* TASKS AND EXERCISES
(1) Translate this sentence from the lyophilized formulation abstract into Spanish: "This data was acquired with neutron scattering, a technique less accessible to academia and industry, so the present work explores optical techniques to acquire similar data."
(2) The lyophilized formulation abstract mentions several means for studying system or excipient dynamics. Name all of them.

(281g) Fundamental Motions: The Key to Accelerated Lyophilized Formulation Development
AIChE Annual Meeting
2024
2024 AIChE Annual Meeting
Pharmaceutical Discovery, Development and Manufacturing Forum
Enabling Technologies Relevant to Drug Product
Tuesday, October 29, 2024 - 10:06am to 10:27am
A 2012 publication by Cicerone1 provided evidence for a relationship between the degradation rates of several proteins and the dynamics of the excipients that the proteins were lyophilized in. There are several works by others that investigate system dynamics through viscosity and glass-transition temperature, but to this end, show no clear correlation with stability. The publication by Cicerone, however, looked at more fundamental motions of the excipients: individual molecules hopping over each other. This data was acquired with neutron scattering, a technique less accessible to academia and industry, so the present work explores optical techniques to acquire similar data.

* SUPPLIED DATA
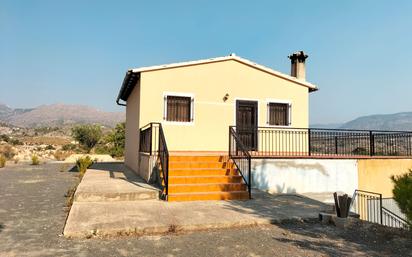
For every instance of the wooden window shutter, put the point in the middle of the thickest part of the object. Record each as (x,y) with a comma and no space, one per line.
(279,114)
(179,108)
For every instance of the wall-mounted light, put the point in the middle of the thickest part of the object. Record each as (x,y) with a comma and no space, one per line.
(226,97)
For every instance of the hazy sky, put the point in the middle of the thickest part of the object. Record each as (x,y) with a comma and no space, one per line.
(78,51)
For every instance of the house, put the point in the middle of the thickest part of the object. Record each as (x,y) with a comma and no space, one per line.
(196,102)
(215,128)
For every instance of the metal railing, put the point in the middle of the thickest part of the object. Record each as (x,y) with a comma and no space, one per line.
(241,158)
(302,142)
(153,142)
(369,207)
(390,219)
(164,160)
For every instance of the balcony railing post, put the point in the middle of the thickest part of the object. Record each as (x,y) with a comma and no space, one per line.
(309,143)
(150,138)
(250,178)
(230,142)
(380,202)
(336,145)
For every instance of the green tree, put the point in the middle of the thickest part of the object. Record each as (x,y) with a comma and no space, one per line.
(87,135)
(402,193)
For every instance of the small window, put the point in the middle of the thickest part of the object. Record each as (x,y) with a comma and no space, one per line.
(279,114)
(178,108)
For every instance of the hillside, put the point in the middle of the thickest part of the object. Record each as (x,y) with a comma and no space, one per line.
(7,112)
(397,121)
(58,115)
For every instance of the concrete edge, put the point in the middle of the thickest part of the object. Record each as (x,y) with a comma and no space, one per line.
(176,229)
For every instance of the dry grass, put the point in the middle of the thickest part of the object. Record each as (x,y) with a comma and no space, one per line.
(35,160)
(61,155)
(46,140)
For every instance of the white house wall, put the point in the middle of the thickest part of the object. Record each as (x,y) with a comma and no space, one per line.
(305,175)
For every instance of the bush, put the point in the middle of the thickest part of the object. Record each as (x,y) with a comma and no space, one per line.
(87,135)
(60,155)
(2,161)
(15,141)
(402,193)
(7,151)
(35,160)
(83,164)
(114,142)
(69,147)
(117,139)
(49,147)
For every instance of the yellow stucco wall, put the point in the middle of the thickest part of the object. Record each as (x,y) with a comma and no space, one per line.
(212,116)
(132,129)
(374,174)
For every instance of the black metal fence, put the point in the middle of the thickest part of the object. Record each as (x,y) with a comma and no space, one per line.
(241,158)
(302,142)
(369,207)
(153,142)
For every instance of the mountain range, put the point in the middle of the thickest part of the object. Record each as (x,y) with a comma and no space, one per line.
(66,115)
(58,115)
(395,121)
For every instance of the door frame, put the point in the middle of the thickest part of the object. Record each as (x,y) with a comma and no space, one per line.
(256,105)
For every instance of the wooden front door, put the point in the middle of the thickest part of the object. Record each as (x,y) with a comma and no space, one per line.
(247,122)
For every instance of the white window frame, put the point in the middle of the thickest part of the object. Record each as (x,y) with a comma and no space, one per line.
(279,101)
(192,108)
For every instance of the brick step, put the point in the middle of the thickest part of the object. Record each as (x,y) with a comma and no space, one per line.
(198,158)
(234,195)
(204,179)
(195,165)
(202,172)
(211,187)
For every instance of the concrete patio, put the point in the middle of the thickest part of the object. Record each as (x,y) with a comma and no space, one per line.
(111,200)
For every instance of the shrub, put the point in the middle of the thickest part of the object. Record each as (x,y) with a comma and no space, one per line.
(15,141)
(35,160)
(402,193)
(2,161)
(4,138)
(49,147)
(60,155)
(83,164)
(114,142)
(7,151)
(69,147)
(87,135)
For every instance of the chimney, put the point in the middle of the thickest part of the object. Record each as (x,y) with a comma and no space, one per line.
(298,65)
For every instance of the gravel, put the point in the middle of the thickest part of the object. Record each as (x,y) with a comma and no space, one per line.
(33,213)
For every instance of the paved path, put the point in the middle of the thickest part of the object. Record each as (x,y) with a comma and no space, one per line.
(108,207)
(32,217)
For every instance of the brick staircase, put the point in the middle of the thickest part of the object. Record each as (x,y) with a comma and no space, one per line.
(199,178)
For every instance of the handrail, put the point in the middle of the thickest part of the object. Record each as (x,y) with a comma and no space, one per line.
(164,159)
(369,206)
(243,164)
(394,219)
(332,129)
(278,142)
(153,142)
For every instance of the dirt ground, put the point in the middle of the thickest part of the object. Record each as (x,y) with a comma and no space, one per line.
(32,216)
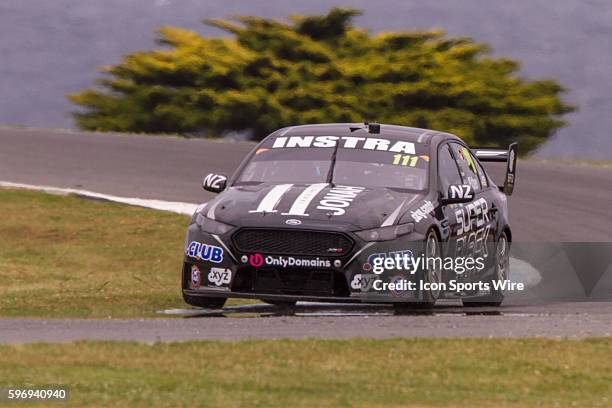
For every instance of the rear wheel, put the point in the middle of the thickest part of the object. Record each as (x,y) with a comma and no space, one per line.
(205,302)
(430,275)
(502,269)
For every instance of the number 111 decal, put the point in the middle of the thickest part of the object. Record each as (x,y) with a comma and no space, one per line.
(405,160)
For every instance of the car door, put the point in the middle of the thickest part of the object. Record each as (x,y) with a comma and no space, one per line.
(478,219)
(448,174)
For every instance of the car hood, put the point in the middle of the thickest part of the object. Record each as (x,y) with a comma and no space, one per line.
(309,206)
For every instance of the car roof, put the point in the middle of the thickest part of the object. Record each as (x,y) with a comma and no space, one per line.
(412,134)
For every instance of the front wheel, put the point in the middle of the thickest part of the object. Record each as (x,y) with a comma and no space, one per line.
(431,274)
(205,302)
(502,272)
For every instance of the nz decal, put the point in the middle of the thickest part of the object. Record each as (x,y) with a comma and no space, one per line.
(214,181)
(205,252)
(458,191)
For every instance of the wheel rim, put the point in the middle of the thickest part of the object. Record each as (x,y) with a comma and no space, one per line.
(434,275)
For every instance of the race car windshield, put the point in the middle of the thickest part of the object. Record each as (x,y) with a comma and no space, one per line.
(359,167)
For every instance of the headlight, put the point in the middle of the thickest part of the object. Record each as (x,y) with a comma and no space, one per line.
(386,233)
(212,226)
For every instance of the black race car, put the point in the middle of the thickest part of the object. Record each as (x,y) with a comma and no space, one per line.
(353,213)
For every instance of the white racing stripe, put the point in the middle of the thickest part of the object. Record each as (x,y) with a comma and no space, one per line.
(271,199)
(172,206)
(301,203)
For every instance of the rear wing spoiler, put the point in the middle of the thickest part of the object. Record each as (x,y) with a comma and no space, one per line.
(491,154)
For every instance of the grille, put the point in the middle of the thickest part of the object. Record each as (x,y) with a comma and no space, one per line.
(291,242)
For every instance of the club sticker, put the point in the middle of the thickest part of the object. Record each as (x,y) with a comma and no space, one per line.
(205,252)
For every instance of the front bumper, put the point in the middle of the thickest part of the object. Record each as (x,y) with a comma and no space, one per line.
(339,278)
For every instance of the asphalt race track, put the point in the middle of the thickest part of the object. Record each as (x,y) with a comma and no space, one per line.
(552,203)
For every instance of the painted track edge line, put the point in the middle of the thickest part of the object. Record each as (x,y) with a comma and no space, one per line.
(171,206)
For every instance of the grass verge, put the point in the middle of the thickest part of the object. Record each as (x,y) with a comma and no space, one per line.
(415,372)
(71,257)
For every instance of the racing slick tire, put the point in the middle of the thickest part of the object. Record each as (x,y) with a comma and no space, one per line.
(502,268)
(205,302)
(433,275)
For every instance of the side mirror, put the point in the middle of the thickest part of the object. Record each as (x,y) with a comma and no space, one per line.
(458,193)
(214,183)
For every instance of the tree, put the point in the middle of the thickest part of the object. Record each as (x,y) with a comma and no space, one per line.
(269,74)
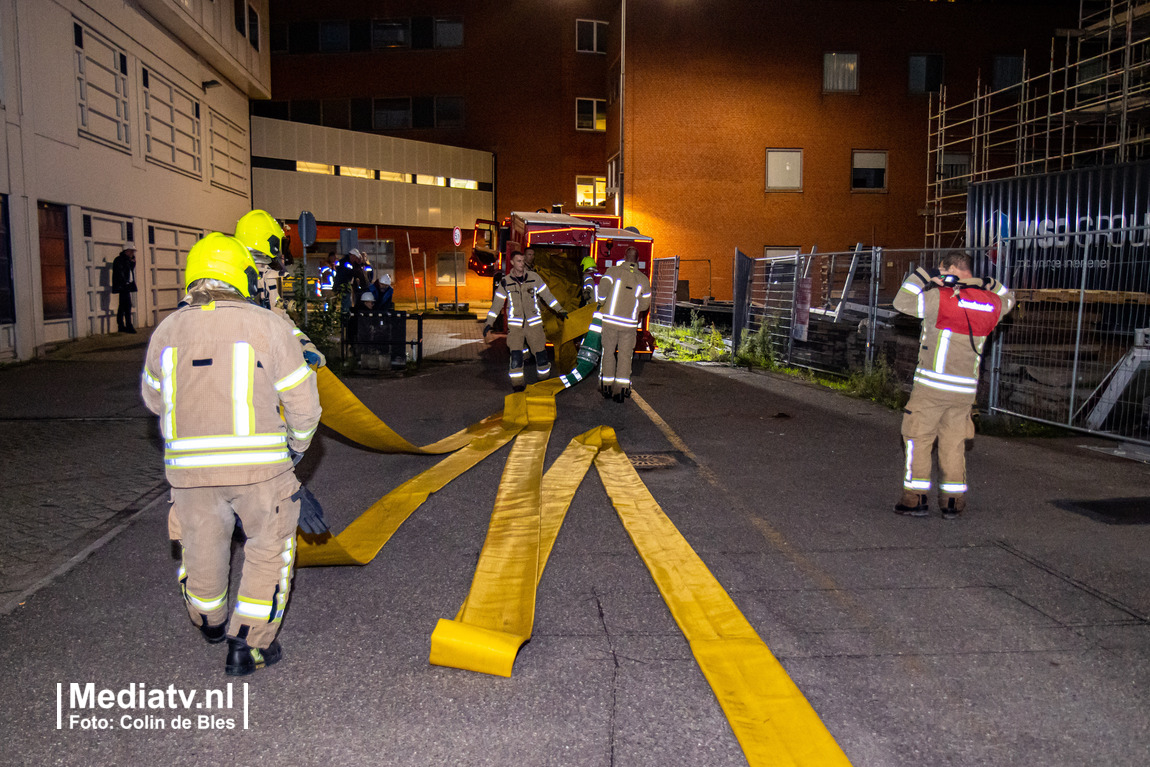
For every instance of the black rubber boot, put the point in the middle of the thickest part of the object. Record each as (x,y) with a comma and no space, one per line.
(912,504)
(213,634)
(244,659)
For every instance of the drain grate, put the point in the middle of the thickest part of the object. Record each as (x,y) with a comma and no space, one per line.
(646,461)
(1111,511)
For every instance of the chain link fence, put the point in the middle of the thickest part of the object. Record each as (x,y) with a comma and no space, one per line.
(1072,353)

* ANSWERS FOR THIS EXERCISE
(1) Estos datos se obtuvieron mediante dispersión de neutrones, una técnica menos accesible para la academia y la industria, por lo que el presente trabajo explora técnicas ópticas para obtener datos similares.

(2)
- viscosity
- glass-transition temperature
- neutron scattering
- optical techniques